RECORDS FOR THE TASK:
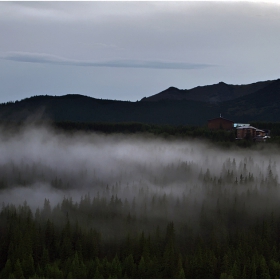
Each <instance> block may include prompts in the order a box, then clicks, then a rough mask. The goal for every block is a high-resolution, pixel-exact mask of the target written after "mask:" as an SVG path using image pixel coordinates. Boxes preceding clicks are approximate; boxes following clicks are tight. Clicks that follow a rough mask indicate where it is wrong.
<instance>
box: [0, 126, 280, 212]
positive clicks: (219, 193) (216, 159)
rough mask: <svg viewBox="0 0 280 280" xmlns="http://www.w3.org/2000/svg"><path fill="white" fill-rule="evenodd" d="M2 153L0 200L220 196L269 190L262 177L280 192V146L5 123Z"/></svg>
mask: <svg viewBox="0 0 280 280" xmlns="http://www.w3.org/2000/svg"><path fill="white" fill-rule="evenodd" d="M0 155H1V157H0V188H1V190H0V202H1V203H5V204H8V203H14V204H19V203H23V202H24V201H25V200H26V201H27V202H28V204H29V205H30V206H31V207H32V208H33V209H34V208H35V207H37V206H42V205H43V203H44V199H45V198H47V199H49V200H50V202H51V205H53V206H54V205H56V204H57V203H59V202H60V201H61V200H62V199H63V197H72V198H73V199H74V200H75V201H79V200H80V198H81V196H84V195H85V194H88V193H90V194H91V196H92V197H94V196H96V195H101V196H104V197H106V196H107V198H108V199H110V196H111V195H112V194H115V195H117V196H118V197H119V198H122V199H125V198H126V199H128V201H129V202H131V201H132V200H133V198H136V199H152V197H153V195H158V196H162V195H164V194H166V195H167V198H168V199H169V198H170V201H171V200H172V201H173V202H172V203H170V205H173V204H174V203H175V201H176V200H178V199H179V200H181V199H182V197H183V196H184V197H187V199H188V201H192V200H195V201H196V202H200V201H205V200H207V199H209V200H211V199H212V200H213V202H214V203H216V200H215V199H216V198H217V197H219V195H220V194H221V193H223V191H224V190H225V189H226V190H227V191H228V193H229V194H232V195H234V194H235V193H236V192H238V193H240V194H242V193H244V194H246V192H247V191H248V190H250V191H254V190H256V189H258V190H260V191H262V192H267V190H266V189H265V188H263V187H262V186H263V185H264V184H265V185H268V186H269V185H272V186H273V188H274V191H273V195H271V197H273V198H274V199H278V195H279V191H278V185H279V181H278V176H277V174H278V172H279V171H280V170H279V166H278V165H277V162H278V160H279V155H280V153H279V151H278V150H277V149H276V148H273V147H272V146H270V148H265V149H262V150H257V149H255V150H254V149H240V148H235V149H228V150H226V149H219V148H218V147H216V146H214V145H212V144H210V143H207V142H201V141H198V140H193V141H182V140H180V141H179V140H163V139H159V138H156V137H155V138H152V137H147V138H145V137H144V136H139V135H134V136H133V135H120V134H118V135H103V134H96V133H90V134H85V133H76V134H74V135H70V134H63V133H55V132H54V131H53V130H52V129H50V128H46V127H40V128H38V127H29V128H25V129H23V130H21V131H20V132H18V133H16V134H9V135H8V134H5V131H3V130H1V132H0ZM252 176H253V177H252ZM252 178H253V179H252ZM219 180H220V181H219ZM210 185H211V186H215V187H211V190H210V189H209V186H210ZM275 188H276V189H275ZM108 189H109V190H110V191H108ZM214 192H216V193H215V194H214ZM171 198H172V199H171Z"/></svg>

WHAT YOU ARE ASKED TO DO:
What is needed is a single figure, the number of lines in the entries above that contain "instance".

YOUR SOLUTION:
2